[Dataset entries]
[Start of section]

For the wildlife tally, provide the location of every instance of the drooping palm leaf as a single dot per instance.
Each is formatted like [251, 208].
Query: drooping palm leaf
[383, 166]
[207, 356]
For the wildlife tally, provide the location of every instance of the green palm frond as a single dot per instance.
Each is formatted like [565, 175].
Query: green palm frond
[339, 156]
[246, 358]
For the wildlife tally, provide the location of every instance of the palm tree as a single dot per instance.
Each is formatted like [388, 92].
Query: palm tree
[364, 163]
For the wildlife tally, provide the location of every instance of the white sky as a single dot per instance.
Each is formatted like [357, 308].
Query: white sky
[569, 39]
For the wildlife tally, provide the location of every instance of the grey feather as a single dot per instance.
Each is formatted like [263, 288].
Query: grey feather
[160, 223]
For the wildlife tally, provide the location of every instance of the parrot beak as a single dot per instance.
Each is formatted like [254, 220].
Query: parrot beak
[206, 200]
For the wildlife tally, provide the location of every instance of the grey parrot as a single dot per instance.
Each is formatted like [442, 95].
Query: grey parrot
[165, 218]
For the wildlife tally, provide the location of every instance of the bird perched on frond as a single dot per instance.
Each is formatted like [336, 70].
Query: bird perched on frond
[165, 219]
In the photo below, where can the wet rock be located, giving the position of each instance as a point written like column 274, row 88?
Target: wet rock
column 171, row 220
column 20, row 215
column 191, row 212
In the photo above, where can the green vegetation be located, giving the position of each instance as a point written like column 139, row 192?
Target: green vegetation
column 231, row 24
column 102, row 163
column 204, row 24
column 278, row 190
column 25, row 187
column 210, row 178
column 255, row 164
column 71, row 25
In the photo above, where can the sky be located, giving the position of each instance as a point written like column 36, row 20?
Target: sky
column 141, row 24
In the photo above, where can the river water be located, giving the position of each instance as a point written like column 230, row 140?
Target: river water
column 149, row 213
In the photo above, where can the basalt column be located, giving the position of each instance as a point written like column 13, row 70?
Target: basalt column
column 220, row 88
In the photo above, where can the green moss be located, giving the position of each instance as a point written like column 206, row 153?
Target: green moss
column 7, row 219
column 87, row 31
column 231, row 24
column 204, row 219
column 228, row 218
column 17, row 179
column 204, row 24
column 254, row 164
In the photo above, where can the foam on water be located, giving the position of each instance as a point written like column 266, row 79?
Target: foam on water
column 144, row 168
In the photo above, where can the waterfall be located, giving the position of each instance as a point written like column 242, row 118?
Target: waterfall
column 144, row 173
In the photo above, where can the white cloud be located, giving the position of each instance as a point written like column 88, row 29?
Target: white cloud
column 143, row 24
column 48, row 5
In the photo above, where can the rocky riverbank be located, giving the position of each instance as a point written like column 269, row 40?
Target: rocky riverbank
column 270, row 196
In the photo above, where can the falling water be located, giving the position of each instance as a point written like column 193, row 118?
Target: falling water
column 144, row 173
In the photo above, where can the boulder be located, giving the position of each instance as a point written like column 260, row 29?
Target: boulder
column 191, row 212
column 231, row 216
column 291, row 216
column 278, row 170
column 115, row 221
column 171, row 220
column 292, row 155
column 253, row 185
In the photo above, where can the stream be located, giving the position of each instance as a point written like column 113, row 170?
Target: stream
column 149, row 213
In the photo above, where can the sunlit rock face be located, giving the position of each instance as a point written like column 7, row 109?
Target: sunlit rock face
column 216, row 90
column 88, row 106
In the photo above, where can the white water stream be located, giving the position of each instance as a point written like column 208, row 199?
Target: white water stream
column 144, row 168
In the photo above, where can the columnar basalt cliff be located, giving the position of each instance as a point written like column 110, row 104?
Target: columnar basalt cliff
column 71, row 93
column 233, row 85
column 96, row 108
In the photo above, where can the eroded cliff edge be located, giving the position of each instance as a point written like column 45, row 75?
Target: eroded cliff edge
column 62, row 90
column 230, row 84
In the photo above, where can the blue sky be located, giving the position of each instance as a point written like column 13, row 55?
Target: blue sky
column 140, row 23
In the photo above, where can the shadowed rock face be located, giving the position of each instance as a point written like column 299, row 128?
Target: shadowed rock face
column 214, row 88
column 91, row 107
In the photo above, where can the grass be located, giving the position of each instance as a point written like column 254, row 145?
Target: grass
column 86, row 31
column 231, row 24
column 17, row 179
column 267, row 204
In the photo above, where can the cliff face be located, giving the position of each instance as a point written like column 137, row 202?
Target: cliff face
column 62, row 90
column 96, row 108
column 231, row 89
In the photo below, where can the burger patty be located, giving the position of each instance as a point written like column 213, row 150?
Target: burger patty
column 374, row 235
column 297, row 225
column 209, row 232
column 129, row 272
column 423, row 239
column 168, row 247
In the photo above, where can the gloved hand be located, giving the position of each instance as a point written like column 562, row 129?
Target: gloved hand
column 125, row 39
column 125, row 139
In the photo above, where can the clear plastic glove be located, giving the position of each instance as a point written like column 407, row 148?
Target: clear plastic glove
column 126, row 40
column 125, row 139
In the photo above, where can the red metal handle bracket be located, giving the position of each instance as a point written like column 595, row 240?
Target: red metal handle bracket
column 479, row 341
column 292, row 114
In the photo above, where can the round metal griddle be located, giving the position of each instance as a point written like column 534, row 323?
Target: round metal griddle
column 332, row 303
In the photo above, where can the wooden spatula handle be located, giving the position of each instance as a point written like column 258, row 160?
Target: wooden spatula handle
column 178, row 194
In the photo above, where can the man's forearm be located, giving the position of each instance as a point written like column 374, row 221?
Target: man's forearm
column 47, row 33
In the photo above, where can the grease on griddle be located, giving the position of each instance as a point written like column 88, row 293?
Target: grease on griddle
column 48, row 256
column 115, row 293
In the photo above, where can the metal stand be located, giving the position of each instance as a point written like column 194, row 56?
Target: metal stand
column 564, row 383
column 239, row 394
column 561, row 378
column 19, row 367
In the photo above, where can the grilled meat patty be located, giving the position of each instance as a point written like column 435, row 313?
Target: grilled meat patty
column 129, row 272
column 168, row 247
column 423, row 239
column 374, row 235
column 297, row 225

[End of section]

» **REQUIREMENT**
Count each line above with "below"; write only the number.

» **ANSWER TO THIS TASK**
2